● **Brief**
Please return each entry that follows exactly as written, and keep the pictures out.

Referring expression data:
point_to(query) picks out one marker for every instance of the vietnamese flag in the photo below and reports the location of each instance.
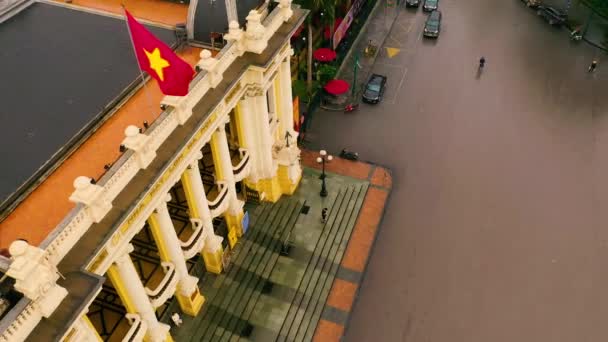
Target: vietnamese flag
(157, 59)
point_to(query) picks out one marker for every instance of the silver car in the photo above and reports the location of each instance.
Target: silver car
(430, 5)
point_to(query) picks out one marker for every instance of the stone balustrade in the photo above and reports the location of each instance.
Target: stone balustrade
(138, 328)
(241, 170)
(167, 286)
(196, 242)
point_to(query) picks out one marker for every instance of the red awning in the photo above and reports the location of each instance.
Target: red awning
(298, 31)
(337, 87)
(327, 31)
(324, 55)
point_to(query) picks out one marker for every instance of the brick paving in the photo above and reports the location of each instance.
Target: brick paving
(343, 293)
(159, 11)
(35, 217)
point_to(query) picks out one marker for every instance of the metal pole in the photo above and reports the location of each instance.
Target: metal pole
(588, 22)
(141, 72)
(355, 76)
(322, 176)
(323, 192)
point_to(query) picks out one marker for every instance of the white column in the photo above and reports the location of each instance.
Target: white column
(170, 243)
(222, 156)
(286, 99)
(231, 11)
(256, 130)
(199, 197)
(129, 280)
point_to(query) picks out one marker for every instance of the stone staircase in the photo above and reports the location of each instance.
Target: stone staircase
(224, 316)
(309, 300)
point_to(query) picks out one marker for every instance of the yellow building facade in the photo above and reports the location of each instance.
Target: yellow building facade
(231, 139)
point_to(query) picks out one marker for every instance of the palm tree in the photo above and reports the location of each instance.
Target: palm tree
(315, 6)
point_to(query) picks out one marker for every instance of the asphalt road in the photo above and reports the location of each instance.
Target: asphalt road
(496, 227)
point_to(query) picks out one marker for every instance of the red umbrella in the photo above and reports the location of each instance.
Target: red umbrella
(324, 55)
(337, 87)
(327, 30)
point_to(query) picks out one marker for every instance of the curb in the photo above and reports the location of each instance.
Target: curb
(364, 28)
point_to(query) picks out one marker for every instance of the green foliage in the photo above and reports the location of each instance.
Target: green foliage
(326, 72)
(318, 6)
(598, 6)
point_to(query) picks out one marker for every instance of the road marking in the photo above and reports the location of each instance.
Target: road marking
(393, 100)
(392, 52)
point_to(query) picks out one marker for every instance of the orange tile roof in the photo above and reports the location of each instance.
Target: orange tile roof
(159, 11)
(48, 204)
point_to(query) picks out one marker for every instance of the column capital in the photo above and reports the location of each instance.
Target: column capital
(254, 90)
(122, 255)
(92, 196)
(35, 277)
(138, 142)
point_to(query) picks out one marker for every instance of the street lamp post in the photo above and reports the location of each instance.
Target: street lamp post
(324, 158)
(355, 66)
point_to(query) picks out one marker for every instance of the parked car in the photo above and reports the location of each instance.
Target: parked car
(412, 3)
(552, 15)
(430, 5)
(432, 26)
(532, 3)
(374, 89)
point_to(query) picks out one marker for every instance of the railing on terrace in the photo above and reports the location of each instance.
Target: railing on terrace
(241, 170)
(166, 288)
(194, 244)
(219, 204)
(23, 318)
(138, 328)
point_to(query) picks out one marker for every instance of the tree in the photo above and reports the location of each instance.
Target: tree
(598, 6)
(315, 6)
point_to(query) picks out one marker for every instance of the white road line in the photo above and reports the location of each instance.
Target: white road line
(394, 99)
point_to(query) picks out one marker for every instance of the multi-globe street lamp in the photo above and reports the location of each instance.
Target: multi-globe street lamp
(324, 158)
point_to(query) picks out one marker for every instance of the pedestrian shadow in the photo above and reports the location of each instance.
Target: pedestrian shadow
(479, 72)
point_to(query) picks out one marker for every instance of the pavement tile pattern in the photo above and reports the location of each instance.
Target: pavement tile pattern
(287, 280)
(344, 292)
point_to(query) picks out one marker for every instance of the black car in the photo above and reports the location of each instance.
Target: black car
(430, 5)
(532, 3)
(374, 89)
(432, 26)
(412, 3)
(552, 15)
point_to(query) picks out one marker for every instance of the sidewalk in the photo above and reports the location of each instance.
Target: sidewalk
(377, 28)
(345, 288)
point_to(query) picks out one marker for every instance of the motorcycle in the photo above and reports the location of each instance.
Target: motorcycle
(350, 108)
(576, 35)
(346, 154)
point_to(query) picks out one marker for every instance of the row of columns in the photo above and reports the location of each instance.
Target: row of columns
(123, 274)
(254, 134)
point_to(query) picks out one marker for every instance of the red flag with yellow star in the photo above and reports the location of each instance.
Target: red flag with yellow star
(157, 59)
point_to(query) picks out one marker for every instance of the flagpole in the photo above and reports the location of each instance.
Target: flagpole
(141, 72)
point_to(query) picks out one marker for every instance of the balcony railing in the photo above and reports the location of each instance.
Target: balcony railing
(196, 241)
(166, 288)
(242, 169)
(219, 204)
(138, 328)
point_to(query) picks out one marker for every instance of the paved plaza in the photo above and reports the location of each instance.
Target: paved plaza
(294, 277)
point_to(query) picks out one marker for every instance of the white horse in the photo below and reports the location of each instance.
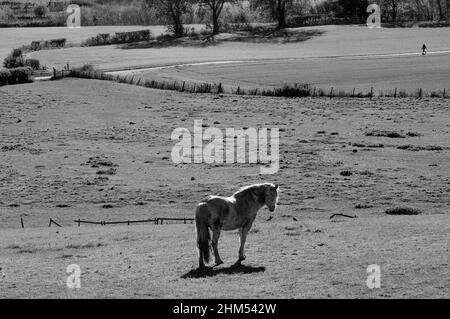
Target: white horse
(228, 213)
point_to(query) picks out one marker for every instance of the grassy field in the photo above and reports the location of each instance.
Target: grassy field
(16, 37)
(285, 259)
(343, 57)
(100, 150)
(48, 171)
(46, 158)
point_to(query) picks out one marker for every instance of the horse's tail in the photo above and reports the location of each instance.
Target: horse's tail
(203, 236)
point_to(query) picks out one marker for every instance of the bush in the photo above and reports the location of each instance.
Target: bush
(15, 76)
(33, 63)
(20, 75)
(4, 77)
(41, 45)
(14, 59)
(41, 11)
(118, 38)
(403, 211)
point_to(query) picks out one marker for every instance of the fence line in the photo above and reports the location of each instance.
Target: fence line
(156, 221)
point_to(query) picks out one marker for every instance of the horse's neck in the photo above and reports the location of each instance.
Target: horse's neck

● **Solution to this exercise**
point_to(query) picks out one marker for every instance of the vietnamese flag in the photo below and reports the location of each instance.
Target: vietnamese flag
(157, 59)
point_to(query) picks out one marker for every instance of the silver car in the photo above and reports the location of each instance.
Target: silver car
(430, 5)
point_to(query) picks out one marker for every instance of the stone balustrade in the photo above and reports the location of each instance.
Target: stone balustrade
(138, 328)
(241, 170)
(167, 286)
(196, 242)
point_to(query) picks out one marker for every instance of the red awning in the photo above and reports the location of each instance.
Target: red awning
(298, 31)
(337, 87)
(327, 31)
(324, 55)
point_to(query) picks out one marker for every instance of the brick paving in the photo above and reports the location of each instance.
Target: brick paving
(343, 293)
(159, 11)
(35, 217)
point_to(query) picks out one marker for every instance of the metal pole in the photo above and reports the location of each instance.
Target: metal pole
(588, 22)
(141, 72)
(355, 76)
(322, 176)
(323, 192)
point_to(query) picks out one marker for every instance of the white column in the photo above and reports the location of each instance.
Target: white column
(170, 243)
(222, 156)
(286, 99)
(231, 11)
(256, 130)
(199, 197)
(129, 280)
point_to(query) picks out one marker for every instance of the stone staircase in the photo above and reports the location of each instance.
Target: stone staircase
(224, 316)
(309, 300)
point_to(query) picks out one marker for every instance of the yellow building facade in the photo above and reports the location of each instance.
Target: yellow building facade
(231, 139)
point_to(query) picks out one marker for every instance of the palm tree in the photo above and reports the location of each instance.
Target: palm tree
(315, 6)
point_to(query) picks out one marker for every instance of the asphalt road in the photo above and reports the location of each instance.
Target: asphalt road
(496, 227)
point_to(query) picks out one marker for every instance of the red umbrella in the photo above and reports the location of each instance.
Target: red umbrella
(324, 55)
(337, 87)
(327, 30)
point_to(query) picks out one marker for every instance of the curb in the photo above and reports the location of each instance.
Target: curb
(364, 28)
point_to(query) picks out one marker for every instance of the green foliage in the photo above and reports the location of each instance.
Target: green foliage
(326, 72)
(318, 6)
(598, 6)
point_to(query) picks out one marker for every instance of the road marking in the photo above and reports the location of each instance.
Target: road marking
(393, 100)
(392, 52)
point_to(query) picks out one marker for every instance of the orange tile roof in the photo above and reports the location of each instance.
Target: orange tile roof
(159, 11)
(48, 204)
point_to(query) picks out one marker for every instance of the column capital in the photo above and reports the location of each instance.
Target: column capital
(254, 90)
(122, 255)
(92, 196)
(35, 277)
(138, 142)
point_to(query) picks out one marker for every instance of the street lamp post in the photo above and reports the location of each instance.
Target: street lamp post
(324, 158)
(355, 66)
point_to(query) picks out one marker for every instance of the parked car in the photo above and reports the location of each instance.
Target: parked car
(412, 3)
(552, 15)
(430, 5)
(432, 26)
(532, 3)
(374, 89)
point_to(query) picks out one marker for every instance of the railing on terrace in the photo above and reports the location of each instance.
Target: railing on terrace
(241, 170)
(166, 288)
(194, 244)
(219, 204)
(23, 318)
(138, 328)
point_to(query) picks out one marker for every instance of the tree in the photo above and reports the location of each instance.
Target: tree
(598, 6)
(315, 6)
point_to(query) picks out one marker for every instance of the white road line in the photo above and reports the location of each instance.
Target: white road line
(394, 99)
point_to(query) picks out one marker for every instance of the multi-globe street lamp in the photo above and reports the location of each instance.
Target: multi-globe street lamp
(324, 158)
point_to(query) picks out one marker for every instance of the pedestrian shadow in the photo above and reports the location of each instance.
Target: pedestrian shadow
(479, 72)
point_to(query) picks out one marker for every instance of the pavement tile pattern in the photo above and reports the location of each instance.
Target: pavement tile pattern
(287, 280)
(344, 292)
point_to(query) picks out one marker for every instance of the black car in the photo above and reports the location of each instance.
Target: black car
(430, 5)
(532, 3)
(374, 89)
(432, 26)
(412, 3)
(552, 15)
point_to(query) picks out one marker for every instance of the sidewalk in the photo above and reports the location of each instance.
Target: sidewalk
(377, 28)
(345, 288)
point_to(query) picks out one marker for every instance of the motorcycle in the photo above and reports the location of each instance.
Target: motorcycle
(350, 108)
(576, 35)
(346, 154)
point_to(query) picks out one marker for every instance of the row of columns in the photo above and reports the location of each instance.
Target: row of columns
(123, 274)
(254, 134)
point_to(query) picks out one marker for every instance of the red flag with yellow star in the photo above and reports the location of each instance.
Target: red flag with yellow star
(157, 59)
point_to(query) picks out one marker for every instance of the flagpole in the photo above and reports the location of each instance.
Target: flagpole
(141, 72)
point_to(query) picks out one marker for every instance of the balcony railing in the photo above and reports the location of each instance.
Target: balcony railing
(196, 241)
(166, 288)
(242, 169)
(219, 204)
(138, 328)
point_to(query) picks out one marker for every instance of the paved plaza in the photo above and reports the location of each instance.
Target: paved plaza
(294, 277)
point_to(query) picks out one marker for every instance of the white horse in the photo below and reports the location of each instance.
Target: white horse
(228, 213)
point_to(query) picks out one marker for every instance of the grassy field in the photo above and reports the location of each instance.
Target: grassy field
(16, 37)
(285, 259)
(343, 57)
(100, 150)
(48, 171)
(46, 158)
point_to(query) picks out one marker for every instance of the horse's tail in the photo above and reports the location of each instance.
Target: horse's tail
(203, 236)
point_to(query) picks out one marker for every instance of the bush in the photo above and reports the location of each instance.
Target: bush
(15, 76)
(33, 63)
(20, 75)
(4, 77)
(41, 45)
(14, 59)
(41, 11)
(118, 38)
(403, 211)
point_to(query) picks out one marker for every instance of the fence line in the photo above and reports the location of each instance.
Target: fence line
(156, 221)
point_to(query) picks out one marker for every instance of the horse's neck in the photo above and reports the location of each instance.
Target: horse's neck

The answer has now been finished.